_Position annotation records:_
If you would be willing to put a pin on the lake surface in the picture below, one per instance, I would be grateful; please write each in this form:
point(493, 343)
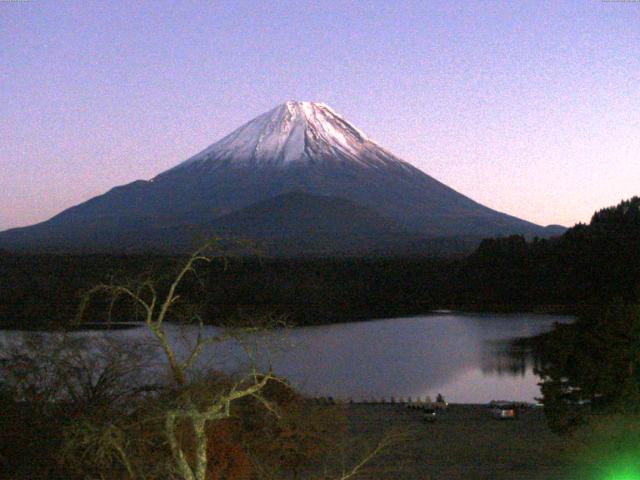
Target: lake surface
point(462, 356)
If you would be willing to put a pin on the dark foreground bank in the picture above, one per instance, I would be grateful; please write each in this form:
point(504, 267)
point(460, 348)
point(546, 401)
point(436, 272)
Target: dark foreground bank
point(465, 442)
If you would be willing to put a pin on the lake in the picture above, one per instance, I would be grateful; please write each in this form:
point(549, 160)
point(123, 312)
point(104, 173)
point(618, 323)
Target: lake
point(462, 356)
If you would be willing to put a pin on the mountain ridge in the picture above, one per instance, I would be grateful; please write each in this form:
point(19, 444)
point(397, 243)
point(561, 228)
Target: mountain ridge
point(295, 147)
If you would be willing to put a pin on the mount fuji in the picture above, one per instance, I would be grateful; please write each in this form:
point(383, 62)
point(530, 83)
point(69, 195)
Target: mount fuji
point(298, 174)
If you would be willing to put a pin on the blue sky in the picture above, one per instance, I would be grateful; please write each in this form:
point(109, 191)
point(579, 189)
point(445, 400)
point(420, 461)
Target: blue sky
point(532, 108)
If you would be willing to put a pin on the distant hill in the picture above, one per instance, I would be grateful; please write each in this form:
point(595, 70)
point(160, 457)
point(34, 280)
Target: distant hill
point(241, 184)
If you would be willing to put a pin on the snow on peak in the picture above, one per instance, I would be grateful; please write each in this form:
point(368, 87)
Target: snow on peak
point(292, 132)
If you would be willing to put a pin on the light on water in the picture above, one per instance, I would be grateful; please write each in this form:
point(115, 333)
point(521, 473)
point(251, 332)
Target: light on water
point(459, 355)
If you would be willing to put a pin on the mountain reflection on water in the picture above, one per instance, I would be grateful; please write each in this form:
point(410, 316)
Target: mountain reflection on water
point(469, 358)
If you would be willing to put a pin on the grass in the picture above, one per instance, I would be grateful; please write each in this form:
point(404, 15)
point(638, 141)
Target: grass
point(465, 442)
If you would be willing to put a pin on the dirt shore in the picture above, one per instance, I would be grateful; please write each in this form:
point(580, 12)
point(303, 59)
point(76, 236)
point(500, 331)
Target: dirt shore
point(465, 442)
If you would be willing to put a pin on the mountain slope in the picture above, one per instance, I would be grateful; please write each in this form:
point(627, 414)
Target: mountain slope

_Written problem:_ Rewrite all of the items above, swapping "put a pin" for "place a marker" wherever it occurs and leaving everything else unchanged. Leave the pictures out.

_Exercise output:_
If you would be willing to place a marker on the lake surface in the picture below, one per instance, I would be grateful; please write each in this form:
point(493, 343)
Target: lake surface
point(462, 356)
If you would be willing to place a marker on the dark foreground bank in the picture above, one per instance, I would be grateful; please write each in this form:
point(504, 267)
point(460, 348)
point(546, 401)
point(436, 272)
Target: dark foreground bank
point(465, 442)
If you would be willing to place a marker on the lake in the picture above, one per instance, I would be grateful; please write each in this form:
point(549, 160)
point(123, 312)
point(104, 173)
point(618, 323)
Target: lake
point(462, 356)
If you would be willing to place a marker on the mountain ridge in the picture above, one per instance, I would be grateful; please write each in this form:
point(19, 444)
point(397, 243)
point(561, 228)
Target: mountain ridge
point(295, 147)
If you would be willing to place a marker on the mount fuji in the picture above, one per instance, I would be grateful; please write each in this form:
point(383, 62)
point(530, 83)
point(69, 195)
Target: mount fuji
point(298, 174)
If you would be willing to place a marker on the blue sky in the picture above, one per instance, I would be grateful; please write each in this form:
point(109, 191)
point(579, 189)
point(445, 400)
point(420, 461)
Target: blue sky
point(532, 108)
If you would be willing to place a marker on the distant hill in the picture above, one per instance, I would be grateful; please write each in this form:
point(595, 70)
point(160, 457)
point(34, 280)
Target: distant hill
point(241, 184)
If you would be willing to place a marker on the snow on peak in the picture above, one per instance, I would be grateful; please write each in this form:
point(368, 87)
Target: snow on peak
point(292, 132)
If you would be willing to place a marker on the light on water in the picture above, one per instance, I would be grateful; please write each in this form:
point(115, 333)
point(521, 473)
point(251, 332)
Target: light on water
point(459, 355)
If you would be willing to place a marker on the mountain reflection on water in the picture above, one per instance, I would be grateful; please write each in this form:
point(410, 316)
Target: mountain reflection on water
point(469, 358)
If you would be willing to place a marker on the grass in the picture above, one per instance, I would be grateful; please write each in this form:
point(404, 15)
point(638, 141)
Target: grass
point(465, 442)
If you would be willing to place a marker on the dirt shore in the picture above, one per instance, I would be grateful; please write each in this form:
point(580, 12)
point(303, 59)
point(76, 236)
point(500, 331)
Target: dirt shore
point(465, 442)
If you would be willing to place a marker on the mountain slope in the picture above, one per instance, I would be grateful; please write each in this form:
point(627, 414)
Target: mountain slope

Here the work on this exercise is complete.